**What to produce:** Return only the lines of the listing below that run from the line with "Note: one point per instance of the white ceiling, never" through the line with "Note: one point per instance of the door hinge, never", both ends included, exactly as written.

**Data section:**
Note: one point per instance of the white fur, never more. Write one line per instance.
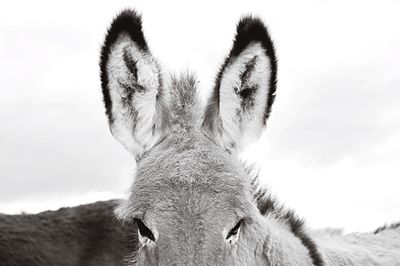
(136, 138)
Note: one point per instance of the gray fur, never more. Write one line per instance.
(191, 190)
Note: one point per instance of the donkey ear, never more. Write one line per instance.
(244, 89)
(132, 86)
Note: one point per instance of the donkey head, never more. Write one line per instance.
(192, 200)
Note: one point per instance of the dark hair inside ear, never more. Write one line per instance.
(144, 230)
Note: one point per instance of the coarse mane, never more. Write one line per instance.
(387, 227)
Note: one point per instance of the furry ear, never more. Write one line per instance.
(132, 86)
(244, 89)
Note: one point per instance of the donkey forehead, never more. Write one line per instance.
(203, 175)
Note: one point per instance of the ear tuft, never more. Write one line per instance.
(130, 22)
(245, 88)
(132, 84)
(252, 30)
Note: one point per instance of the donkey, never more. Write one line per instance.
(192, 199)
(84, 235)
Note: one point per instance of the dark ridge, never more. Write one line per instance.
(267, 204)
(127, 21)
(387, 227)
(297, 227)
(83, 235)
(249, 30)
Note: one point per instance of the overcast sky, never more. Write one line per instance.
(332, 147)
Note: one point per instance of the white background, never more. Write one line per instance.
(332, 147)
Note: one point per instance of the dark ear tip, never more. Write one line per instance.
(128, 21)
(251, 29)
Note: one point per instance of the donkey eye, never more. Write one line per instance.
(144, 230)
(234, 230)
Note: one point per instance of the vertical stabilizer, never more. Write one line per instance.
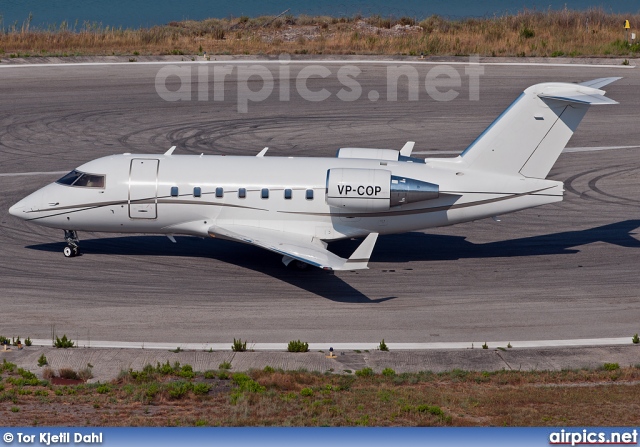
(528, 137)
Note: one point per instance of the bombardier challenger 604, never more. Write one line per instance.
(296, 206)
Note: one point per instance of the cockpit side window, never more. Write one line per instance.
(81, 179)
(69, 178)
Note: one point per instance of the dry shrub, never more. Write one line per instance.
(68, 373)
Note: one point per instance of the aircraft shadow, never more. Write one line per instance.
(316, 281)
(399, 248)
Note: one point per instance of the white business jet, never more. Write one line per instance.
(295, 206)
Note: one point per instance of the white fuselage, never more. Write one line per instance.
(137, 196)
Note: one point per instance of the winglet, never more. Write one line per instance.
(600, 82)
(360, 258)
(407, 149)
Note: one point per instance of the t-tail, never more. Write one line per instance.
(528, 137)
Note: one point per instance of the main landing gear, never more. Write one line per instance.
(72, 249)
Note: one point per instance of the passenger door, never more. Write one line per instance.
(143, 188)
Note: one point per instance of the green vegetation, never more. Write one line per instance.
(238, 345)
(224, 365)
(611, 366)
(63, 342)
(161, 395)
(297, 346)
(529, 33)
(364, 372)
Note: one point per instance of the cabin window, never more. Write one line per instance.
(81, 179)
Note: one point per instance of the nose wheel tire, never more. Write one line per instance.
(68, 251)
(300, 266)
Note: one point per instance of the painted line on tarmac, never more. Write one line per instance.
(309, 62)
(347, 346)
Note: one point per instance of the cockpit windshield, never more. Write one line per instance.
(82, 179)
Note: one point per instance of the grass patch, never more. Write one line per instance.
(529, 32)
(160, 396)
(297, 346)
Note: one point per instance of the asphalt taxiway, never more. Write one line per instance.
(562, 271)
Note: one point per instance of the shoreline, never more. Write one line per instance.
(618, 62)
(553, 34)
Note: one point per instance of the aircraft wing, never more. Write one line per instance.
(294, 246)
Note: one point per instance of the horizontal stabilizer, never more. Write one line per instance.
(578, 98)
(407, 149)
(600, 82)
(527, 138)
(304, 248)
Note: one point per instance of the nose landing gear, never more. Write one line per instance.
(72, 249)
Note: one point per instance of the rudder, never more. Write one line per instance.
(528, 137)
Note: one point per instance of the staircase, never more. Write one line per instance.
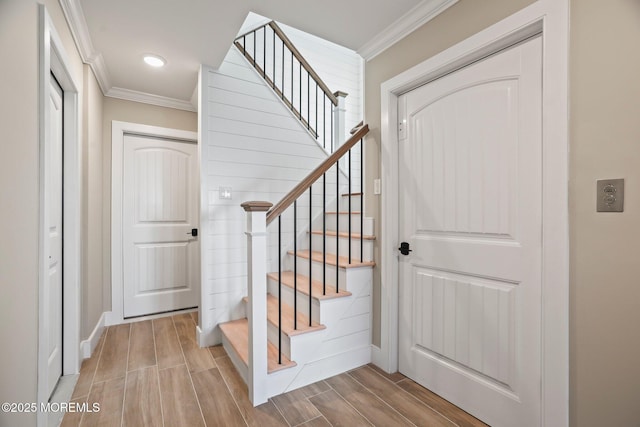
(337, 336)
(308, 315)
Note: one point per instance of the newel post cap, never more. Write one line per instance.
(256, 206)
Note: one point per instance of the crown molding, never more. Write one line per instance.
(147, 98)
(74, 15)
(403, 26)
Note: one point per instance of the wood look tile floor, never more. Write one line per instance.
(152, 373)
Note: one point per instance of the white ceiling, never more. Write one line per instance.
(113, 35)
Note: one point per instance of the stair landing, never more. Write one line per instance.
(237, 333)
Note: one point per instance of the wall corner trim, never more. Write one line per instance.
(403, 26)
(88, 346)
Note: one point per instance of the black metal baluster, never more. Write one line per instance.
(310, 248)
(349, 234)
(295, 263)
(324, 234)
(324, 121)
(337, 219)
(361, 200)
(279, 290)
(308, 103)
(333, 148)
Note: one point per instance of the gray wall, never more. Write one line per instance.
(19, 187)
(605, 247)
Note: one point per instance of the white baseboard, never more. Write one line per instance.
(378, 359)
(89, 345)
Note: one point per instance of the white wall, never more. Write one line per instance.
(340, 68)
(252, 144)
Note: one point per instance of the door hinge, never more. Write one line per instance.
---
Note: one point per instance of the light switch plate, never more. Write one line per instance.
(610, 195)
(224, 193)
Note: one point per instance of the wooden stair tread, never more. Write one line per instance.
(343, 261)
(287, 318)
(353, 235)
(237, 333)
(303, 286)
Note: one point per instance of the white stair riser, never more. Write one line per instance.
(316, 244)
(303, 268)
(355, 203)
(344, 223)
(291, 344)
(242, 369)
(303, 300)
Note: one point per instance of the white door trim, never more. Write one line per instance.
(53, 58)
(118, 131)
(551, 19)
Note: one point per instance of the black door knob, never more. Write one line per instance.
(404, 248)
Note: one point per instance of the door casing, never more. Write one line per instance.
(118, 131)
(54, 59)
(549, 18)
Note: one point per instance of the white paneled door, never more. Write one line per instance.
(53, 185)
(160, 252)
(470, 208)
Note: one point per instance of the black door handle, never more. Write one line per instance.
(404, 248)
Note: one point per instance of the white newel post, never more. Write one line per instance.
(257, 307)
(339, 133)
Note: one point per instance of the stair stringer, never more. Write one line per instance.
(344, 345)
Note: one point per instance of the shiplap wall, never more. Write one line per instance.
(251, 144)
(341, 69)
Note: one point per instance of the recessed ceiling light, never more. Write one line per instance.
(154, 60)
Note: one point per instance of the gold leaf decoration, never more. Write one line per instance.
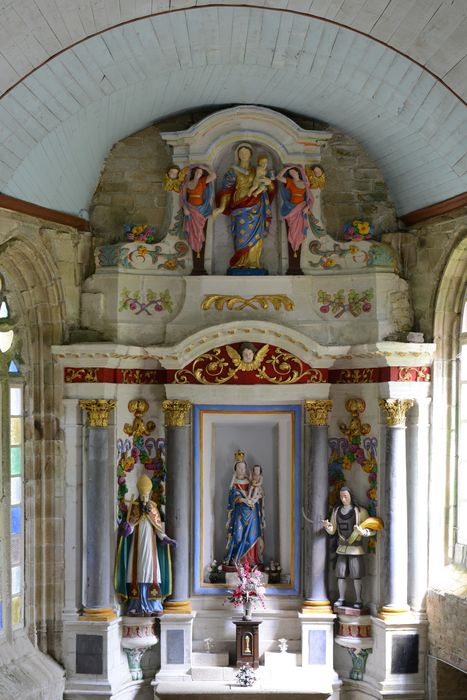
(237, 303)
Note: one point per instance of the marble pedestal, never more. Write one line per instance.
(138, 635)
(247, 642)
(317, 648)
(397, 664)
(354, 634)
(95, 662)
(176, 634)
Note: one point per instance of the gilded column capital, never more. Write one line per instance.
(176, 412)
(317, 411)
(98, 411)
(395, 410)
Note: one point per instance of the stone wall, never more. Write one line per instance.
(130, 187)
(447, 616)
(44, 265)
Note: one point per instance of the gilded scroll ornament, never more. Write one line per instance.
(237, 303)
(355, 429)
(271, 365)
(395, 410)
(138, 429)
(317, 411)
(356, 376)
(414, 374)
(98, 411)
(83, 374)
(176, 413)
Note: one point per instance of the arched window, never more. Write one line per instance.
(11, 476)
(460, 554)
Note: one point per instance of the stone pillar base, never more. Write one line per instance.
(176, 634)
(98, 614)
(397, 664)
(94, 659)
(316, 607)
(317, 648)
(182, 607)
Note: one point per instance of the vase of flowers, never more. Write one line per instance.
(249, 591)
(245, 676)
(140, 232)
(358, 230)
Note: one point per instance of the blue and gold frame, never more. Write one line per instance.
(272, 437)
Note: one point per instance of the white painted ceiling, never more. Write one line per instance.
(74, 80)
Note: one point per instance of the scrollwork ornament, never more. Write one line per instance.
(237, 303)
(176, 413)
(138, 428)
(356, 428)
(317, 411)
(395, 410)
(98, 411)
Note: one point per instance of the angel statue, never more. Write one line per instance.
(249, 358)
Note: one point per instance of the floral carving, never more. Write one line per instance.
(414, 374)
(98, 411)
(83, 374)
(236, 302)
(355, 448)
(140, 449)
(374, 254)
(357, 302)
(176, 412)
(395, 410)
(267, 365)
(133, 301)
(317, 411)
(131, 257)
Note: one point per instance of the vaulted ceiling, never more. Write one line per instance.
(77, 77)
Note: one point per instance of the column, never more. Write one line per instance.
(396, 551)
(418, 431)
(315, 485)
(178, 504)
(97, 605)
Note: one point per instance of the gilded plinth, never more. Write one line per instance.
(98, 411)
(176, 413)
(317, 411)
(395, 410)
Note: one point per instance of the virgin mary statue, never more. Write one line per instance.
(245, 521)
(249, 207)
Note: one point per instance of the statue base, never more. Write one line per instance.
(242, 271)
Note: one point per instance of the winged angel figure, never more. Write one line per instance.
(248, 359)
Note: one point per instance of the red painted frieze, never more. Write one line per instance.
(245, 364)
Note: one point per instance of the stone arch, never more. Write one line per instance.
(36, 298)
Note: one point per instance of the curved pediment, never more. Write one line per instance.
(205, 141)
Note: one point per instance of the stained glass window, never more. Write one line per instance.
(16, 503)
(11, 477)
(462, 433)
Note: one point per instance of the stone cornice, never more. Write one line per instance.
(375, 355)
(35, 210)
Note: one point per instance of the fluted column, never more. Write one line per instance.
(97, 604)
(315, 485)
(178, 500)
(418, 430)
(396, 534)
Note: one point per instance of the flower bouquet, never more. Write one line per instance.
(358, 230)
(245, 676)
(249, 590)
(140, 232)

**Completed exercise:**
Note: one point per instance of the white ceiling, never more. Write one line per instance.
(113, 35)
Note: one point per instance of the stair landing, never more. Write one line per instance.
(237, 333)
Note: one point per instance of the wall corner trim, never more. Write one line per instance.
(403, 26)
(88, 346)
Note: one point per instance of the black metal baluster, never more. Write one line per instance.
(310, 248)
(349, 234)
(295, 263)
(324, 234)
(324, 121)
(337, 219)
(361, 200)
(279, 290)
(308, 103)
(333, 148)
Note: one point per instance of the gray wall, never more. Write one line per instance.
(19, 187)
(605, 247)
Note: one point per instance of the white baseboard, never more. Write one line per instance.
(378, 359)
(89, 345)
Note: one point per instance of the white wall, never more. Write one line per instance.
(340, 68)
(252, 144)
Note: one point per instance of the door hinge, never more. Write one line per instance.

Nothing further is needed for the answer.